§ **EXERCISES**:
**a.** From the article on autonomous vehicle liability, repeat the passage from "The Waymo Benchmark" up to and including "Did You Know?".
**b.** In one to three sentences, explain why the article on autonomous vehicle liability says over-the-air software updates are a problem for insurers.
**c.** Answer these questions from the article on autonomous vehicle liability, one per line:
(i) Who bears primary liability for the Mercedes Drive Pilot when the system is engaged in approved conditions?
(ii) How many cumulative fully driverless miles has Waymo surpassed?
(iii) Which organization has flagged the need for a legal and regulatory framework to determine fault in an autonomous-mode crash?

§ **READING TEXT**:

•••

Liability by Autonomy Level

SAE Level System Example Who Bears Primary Liability
Level 2 Tesla FSD, GM Super Cruise, Ford BlueCruise Human driver, fully responsible
Level 3 Mercedes Drive Pilot (CA and NV) Manufacturer (Mercedes) when system is engaged in approved conditions
Level 4 Waymo robotaxi, autonomous freight Commercial operator and/or OEM; no personal auto policy involved
Level 5 Not commercially deployed Fully manufacturer/operator; no human driver liability

The multi-party liability problem becomes real when a crash involves a Level 2 or Level 3 vehicle and multiple potential defendants: the vehicle owner, the fleet operator, the original equipment manufacturer (OEM), and the software provider. Traditional auto policies were designed around a single responsible driver. Adjudicating a claim across four potential defendants using a policy written for one is a process that courts and insurers are still working through. This complexity adds time and legal cost to AV-related claims, which eventually flows into premium pricing.

The Waymo Benchmark

Waymo surpassed 170 million cumulative fully driverless miles with zero serious crashes reported, a safety record that is genuinely impressive and forms the strongest statistical argument for eventual premium reduction at scale. But Waymo operates at Level 4 on defined routes with commercial-grade sensor packages and 24/7 remote oversight. That operational profile has almost nothing in common with a consumer driving a Level 2 vehicle on an unmapped rural highway. Citing Waymo’s record to predict personal premium relief conflates two very different insurance categories. For more on how liability insurance works in multi-party scenarios, that structural question is relevant well beyond the AV context.

Did You Know?

The National Association of Insurance Commissioners (NAIC) has specifically flagged the need for a legal and regulatory framework to determine whether a human occupant or vehicle manufacturer is at fault in an autonomous-mode crash, a question that remains unresolved under federal law.

The Over-the-Air Update Liability Problem

Here’s the thing: this is the issue almost no one in the insurance industry is talking about publicly, and it is one of the most structurally significant problems in AV underwriting. An insurer prices your policy based on the vehicle’s risk profile at the time of underwriting. Software version 4.2 has a specific behavior set, collision avoidance logic, and speed-handling parameters. On Tuesday night, the manufacturer pushes an over-the-air (OTA) update to version 4.3. The risk profile of your vehicle has materially changed. Your annual policy has not.

This is not a hypothetical. Tesla, GM, and Ford all push OTA updates to vehicle systems on rolling schedules without requiring driver opt-in for safety-critical software changes. A post-update crash raises an immediate question: was the vehicle insured for the behavior of version 4.3, or the version the insurer priced? No standard personal auto policy currently contains a clause addressing OTA updates as a change in insured risk. That gap leaves both the driver and the insurer in legally ambiguous territory when a crash follows an update that altered how the system behaves.

The practical advice here is simple, if uncomfortable. Ask your insurer directly whether your policy covers liability arising from a crash that occurred after an OTA software update changed your vehicle’s autonomous behavior. In most cases, they will not have a policy-specific answer yet. That response itself tells you something important about where the industry stands.

•••

§ **EXCERPTED RECORDS**:

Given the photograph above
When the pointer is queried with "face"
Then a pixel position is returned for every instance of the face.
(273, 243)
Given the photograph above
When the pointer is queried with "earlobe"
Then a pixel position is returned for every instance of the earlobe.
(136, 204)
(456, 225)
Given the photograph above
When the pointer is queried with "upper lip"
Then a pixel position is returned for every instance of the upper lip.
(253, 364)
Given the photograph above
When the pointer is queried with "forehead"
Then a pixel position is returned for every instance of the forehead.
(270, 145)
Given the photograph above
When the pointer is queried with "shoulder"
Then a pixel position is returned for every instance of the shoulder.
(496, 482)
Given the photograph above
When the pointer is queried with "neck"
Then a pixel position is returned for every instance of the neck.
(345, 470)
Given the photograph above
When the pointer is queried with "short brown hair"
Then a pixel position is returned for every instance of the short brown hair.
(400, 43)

•••

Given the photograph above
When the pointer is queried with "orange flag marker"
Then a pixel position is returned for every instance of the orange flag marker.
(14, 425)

•••

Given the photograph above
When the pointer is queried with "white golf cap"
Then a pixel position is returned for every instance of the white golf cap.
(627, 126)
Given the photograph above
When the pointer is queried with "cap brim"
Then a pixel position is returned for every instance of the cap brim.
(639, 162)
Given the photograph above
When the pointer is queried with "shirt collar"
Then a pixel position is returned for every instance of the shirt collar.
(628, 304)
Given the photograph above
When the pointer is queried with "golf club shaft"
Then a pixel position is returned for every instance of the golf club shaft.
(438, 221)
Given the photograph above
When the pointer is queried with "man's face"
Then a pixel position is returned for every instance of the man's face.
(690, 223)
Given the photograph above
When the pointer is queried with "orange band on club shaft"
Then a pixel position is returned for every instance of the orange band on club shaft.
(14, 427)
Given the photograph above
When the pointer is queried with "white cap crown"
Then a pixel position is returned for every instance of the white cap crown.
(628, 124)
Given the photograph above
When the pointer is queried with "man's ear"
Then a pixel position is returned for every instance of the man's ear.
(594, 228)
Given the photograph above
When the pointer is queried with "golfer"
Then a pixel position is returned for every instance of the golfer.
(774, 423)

•••

§ **TASK-BY-TASK OUTPUTS**:
**a.**
The Waymo Benchmark

Waymo surpassed 170 million cumulative fully driverless miles with zero serious crashes reported, a safety record that is genuinely impressive and forms the strongest statistical argument for eventual premium reduction at scale. But Waymo operates at Level 4 on defined routes with commercial-grade sensor packages and 24/7 remote oversight. That operational profile has almost nothing in common with a consumer driving a Level 2 vehicle on an unmapped rural highway. Citing Waymo’s record to predict personal premium relief conflates two very different insurance categories. For more on how liability insurance works in multi-party scenarios, that structural question is relevant well beyond the AV context.

Did You Know?

**b.** An insurer prices a policy on the vehicle's risk profile at the time of underwriting. An over-the-air update can change the software's behavior, collision avoidance logic, and speed-handling parameters, which materially changes that risk profile, but the annual policy stays the same. No standard personal auto policy has a clause treating such updates as a change in insured risk, which leaves both the driver and the insurer in legally ambiguous territory after a post-update crash.

**c.**
(i) The manufacturer, Mercedes.
(ii) 170 million miles.
(iii) The National Association of Insurance Commissioners (NAIC).